* Aim *
Using the records below, copy out exactly the line that contains "in background in the image above." and every line that follows it, up to and including the last, and no others.

=-=-=-=-=

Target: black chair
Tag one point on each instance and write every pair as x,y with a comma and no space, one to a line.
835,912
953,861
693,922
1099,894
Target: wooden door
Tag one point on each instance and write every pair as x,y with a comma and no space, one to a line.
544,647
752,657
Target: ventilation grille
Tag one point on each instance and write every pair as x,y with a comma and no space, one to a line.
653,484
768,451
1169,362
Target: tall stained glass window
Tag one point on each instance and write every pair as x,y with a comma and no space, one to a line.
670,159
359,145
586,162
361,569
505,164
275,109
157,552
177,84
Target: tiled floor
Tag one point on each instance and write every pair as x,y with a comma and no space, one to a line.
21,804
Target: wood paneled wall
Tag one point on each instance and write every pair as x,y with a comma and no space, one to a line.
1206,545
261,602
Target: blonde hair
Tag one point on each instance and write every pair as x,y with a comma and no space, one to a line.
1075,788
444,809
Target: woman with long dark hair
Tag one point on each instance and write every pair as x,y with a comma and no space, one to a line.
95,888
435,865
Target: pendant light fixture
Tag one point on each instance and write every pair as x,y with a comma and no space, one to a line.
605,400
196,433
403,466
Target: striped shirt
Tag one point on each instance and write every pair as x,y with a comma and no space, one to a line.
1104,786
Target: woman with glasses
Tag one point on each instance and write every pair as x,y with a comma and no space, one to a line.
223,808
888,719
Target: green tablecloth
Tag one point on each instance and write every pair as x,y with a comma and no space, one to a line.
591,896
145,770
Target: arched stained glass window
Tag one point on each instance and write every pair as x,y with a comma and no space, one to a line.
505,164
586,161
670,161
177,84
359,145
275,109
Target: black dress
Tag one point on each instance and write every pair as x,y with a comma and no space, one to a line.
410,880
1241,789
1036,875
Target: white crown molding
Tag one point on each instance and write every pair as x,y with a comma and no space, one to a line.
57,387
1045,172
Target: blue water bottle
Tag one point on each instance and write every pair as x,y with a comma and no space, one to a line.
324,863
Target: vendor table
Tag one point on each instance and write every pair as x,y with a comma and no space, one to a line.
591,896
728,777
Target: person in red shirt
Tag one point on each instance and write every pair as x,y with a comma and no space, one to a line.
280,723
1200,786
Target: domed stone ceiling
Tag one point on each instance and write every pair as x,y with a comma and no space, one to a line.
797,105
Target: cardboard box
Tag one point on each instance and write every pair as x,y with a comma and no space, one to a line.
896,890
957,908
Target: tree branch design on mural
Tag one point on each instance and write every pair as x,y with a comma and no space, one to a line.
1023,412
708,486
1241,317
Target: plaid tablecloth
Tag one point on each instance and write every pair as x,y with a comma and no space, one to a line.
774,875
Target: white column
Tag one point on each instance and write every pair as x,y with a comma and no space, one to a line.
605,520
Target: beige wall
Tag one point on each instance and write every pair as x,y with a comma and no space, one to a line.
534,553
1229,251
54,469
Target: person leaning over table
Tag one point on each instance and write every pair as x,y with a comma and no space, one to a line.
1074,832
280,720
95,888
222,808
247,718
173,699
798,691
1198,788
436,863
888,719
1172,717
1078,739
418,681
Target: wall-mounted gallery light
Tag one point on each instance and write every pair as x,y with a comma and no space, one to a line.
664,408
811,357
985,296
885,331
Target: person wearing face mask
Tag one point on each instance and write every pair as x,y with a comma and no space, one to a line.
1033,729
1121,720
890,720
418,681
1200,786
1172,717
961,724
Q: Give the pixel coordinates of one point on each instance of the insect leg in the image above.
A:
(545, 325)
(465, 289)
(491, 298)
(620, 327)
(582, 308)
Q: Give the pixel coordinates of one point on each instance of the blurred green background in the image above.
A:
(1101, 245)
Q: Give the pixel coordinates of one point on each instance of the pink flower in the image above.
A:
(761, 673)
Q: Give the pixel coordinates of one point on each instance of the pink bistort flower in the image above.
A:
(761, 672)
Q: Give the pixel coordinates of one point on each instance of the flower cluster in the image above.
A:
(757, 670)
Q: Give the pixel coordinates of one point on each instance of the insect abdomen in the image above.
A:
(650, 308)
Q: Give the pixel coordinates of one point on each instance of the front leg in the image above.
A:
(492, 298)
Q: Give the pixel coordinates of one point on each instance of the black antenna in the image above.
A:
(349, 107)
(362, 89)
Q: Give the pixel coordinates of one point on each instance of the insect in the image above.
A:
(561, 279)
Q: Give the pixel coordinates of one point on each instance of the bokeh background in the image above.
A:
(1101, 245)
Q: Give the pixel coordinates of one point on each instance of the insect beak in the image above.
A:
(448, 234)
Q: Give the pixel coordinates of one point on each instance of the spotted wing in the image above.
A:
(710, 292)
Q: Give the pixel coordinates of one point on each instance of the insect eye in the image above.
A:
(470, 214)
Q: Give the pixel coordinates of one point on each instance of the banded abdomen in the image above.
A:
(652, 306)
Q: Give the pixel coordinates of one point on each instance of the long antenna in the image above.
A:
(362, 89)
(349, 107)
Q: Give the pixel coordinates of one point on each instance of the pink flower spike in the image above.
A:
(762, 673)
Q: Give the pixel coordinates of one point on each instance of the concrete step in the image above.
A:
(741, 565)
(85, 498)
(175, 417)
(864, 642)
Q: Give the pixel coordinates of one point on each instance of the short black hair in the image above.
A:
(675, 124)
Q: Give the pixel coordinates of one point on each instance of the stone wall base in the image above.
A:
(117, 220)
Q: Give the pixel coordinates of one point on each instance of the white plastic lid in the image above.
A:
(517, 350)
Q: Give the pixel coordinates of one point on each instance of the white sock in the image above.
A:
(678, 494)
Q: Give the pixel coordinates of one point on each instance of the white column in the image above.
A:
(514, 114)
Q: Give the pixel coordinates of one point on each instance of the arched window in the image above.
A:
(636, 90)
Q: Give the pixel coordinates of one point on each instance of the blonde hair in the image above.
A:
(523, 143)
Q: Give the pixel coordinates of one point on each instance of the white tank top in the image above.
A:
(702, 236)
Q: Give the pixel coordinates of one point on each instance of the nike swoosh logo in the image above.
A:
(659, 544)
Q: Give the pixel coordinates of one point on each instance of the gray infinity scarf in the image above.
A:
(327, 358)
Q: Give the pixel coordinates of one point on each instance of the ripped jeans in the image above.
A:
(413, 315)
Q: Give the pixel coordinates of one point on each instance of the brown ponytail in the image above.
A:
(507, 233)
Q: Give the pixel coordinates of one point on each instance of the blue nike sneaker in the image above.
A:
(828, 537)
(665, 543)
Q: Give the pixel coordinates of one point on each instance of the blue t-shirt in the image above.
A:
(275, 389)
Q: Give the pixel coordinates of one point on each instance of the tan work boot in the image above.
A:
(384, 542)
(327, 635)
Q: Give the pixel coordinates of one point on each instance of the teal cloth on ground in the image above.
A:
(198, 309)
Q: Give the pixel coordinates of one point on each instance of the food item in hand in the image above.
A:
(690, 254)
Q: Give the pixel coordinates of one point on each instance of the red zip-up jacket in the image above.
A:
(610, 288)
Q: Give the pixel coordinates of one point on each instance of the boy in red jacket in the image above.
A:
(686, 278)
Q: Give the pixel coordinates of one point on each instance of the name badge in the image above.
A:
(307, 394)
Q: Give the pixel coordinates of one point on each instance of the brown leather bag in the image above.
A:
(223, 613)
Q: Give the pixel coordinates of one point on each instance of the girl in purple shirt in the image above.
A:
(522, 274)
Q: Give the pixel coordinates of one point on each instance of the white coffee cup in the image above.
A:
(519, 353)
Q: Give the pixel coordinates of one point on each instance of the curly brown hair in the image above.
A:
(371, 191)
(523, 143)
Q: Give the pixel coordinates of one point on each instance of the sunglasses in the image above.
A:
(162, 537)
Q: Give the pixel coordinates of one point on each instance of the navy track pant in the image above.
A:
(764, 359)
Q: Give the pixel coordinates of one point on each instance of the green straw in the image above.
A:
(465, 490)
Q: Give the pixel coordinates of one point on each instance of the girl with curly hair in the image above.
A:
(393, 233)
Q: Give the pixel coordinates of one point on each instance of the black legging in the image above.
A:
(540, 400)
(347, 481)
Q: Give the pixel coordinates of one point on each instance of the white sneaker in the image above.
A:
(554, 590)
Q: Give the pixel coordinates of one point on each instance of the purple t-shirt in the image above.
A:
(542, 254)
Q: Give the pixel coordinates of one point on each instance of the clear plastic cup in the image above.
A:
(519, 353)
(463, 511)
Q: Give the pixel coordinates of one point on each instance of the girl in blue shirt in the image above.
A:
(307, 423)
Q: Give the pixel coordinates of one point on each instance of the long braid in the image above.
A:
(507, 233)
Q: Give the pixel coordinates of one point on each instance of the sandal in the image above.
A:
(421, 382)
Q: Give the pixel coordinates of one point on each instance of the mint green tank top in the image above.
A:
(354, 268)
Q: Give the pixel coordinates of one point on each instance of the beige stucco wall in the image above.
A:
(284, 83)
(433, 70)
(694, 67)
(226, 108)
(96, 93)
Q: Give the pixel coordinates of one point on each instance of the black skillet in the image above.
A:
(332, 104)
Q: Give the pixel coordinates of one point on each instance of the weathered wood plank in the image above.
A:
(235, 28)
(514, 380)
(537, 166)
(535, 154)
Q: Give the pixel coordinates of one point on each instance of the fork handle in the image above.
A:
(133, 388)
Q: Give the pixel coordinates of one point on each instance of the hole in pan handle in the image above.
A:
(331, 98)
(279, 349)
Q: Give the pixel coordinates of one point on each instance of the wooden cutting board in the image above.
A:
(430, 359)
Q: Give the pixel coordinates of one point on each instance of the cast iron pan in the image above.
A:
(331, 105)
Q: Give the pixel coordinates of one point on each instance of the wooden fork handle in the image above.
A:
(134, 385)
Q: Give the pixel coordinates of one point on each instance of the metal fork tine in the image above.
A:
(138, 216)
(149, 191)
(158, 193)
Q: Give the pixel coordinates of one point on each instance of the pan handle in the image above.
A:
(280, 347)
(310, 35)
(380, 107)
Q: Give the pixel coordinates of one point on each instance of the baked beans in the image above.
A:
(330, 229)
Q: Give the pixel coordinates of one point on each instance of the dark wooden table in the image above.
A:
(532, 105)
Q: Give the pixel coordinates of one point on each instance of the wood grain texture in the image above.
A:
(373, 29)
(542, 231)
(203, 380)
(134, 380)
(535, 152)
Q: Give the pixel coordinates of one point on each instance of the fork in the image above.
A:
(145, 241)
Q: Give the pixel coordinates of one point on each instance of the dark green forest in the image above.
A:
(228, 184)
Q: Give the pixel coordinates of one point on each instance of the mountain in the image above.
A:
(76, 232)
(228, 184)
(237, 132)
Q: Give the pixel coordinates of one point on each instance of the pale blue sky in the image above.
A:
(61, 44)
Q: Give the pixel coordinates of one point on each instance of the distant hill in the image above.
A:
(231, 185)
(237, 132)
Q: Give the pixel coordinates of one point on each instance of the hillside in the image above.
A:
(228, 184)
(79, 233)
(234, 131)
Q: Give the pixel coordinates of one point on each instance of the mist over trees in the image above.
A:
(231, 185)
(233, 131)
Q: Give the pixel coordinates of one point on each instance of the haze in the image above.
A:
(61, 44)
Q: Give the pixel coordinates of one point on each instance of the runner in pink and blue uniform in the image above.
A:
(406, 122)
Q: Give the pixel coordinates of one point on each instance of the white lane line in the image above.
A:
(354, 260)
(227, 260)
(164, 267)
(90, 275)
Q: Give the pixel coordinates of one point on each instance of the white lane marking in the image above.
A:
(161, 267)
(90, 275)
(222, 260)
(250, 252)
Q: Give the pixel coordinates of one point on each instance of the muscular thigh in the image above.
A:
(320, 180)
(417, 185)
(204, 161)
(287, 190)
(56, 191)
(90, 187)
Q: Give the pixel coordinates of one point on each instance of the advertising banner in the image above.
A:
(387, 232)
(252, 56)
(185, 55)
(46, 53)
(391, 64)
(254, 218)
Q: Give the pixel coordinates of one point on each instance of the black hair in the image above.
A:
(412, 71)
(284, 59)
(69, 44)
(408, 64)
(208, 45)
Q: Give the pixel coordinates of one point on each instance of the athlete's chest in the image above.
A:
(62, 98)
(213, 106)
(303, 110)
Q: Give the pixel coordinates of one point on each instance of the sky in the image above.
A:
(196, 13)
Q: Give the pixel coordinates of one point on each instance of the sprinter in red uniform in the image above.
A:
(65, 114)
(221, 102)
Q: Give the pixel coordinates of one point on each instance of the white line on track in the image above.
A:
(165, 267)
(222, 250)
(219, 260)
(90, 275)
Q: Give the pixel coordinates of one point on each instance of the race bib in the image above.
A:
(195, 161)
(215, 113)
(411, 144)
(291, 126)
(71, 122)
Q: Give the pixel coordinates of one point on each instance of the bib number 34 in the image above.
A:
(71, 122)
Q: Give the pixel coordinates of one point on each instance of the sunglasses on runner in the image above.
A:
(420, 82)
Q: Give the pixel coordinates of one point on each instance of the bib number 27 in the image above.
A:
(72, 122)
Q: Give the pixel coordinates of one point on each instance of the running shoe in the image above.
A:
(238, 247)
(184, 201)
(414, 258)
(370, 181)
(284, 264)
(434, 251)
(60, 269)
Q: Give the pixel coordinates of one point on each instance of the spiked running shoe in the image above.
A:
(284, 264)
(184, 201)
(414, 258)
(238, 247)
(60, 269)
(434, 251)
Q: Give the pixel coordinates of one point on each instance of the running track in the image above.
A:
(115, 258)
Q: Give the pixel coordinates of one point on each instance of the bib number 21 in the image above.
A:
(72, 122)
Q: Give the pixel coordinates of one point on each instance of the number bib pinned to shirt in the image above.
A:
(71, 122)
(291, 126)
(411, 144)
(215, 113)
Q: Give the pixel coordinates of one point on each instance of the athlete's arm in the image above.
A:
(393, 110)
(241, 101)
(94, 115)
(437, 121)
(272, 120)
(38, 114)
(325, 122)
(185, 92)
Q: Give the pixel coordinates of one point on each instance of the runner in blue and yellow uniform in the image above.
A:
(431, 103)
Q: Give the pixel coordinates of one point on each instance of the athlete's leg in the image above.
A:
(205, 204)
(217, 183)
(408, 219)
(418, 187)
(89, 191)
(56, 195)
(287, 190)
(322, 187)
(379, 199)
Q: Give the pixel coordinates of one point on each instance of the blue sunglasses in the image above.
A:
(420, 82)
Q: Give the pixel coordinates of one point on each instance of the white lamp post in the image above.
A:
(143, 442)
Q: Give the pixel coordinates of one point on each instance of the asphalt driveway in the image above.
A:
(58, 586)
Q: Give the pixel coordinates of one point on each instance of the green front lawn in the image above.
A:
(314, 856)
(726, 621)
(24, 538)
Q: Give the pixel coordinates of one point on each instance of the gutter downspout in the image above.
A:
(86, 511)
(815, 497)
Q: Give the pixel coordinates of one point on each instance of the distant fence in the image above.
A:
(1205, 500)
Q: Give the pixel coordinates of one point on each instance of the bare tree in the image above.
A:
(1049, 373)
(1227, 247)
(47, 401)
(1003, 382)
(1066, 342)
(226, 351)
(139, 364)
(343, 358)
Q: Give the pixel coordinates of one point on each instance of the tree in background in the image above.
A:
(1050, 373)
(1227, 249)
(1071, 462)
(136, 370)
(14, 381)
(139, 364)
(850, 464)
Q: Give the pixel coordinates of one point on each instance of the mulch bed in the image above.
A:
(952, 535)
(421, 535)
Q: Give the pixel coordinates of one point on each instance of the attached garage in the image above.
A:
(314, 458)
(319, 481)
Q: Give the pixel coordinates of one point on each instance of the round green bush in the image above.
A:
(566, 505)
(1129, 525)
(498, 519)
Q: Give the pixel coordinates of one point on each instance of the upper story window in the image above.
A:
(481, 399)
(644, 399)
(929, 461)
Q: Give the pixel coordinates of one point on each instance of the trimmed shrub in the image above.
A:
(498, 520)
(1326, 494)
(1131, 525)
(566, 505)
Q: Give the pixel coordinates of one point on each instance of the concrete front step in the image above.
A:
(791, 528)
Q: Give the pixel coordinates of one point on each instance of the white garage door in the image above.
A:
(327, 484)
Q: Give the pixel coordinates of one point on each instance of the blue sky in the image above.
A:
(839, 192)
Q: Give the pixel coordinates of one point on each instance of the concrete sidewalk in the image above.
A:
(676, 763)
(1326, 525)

=-=-=-=-=

* Completed exercise *
Q: Give the pixel coordinates of one point on each instance of the tree in background in the image above.
A:
(1050, 373)
(1227, 249)
(1071, 462)
(136, 370)
(14, 381)
(139, 364)
(850, 464)
Q: Give the pixel coordinates of one point on each instance of the mulch bed in the image above.
A:
(952, 535)
(421, 535)
Q: Give the pixel coordinates of one point on each instance of the attached garage in the image above.
A:
(314, 458)
(319, 481)
Q: Give the pixel coordinates of one point on each instance of the round green bush in the image above.
A:
(566, 505)
(1129, 525)
(498, 519)
Q: Give the pixel coordinates of one point on each instance of the upper story window in the image above.
A:
(481, 399)
(644, 399)
(929, 461)
Q: Give the pixel coordinates of one point on each instance of the trimmed shrub in the image above.
A:
(498, 520)
(1326, 494)
(1131, 525)
(566, 505)
Q: Give the pixel coordinates of one point on each instance of the concrete front step in the image above.
A:
(791, 528)
Q: Give the pixel coordinates of one point on each instance of the white garage door in the image above.
A:
(327, 484)
Q: Give the pixel coordinates of one point on each instance of the blue sky in the image above.
A:
(839, 192)
Q: Give the pixel coordinates of one point on each instance of the concrete sidewalk in the image above.
A:
(676, 763)
(1326, 525)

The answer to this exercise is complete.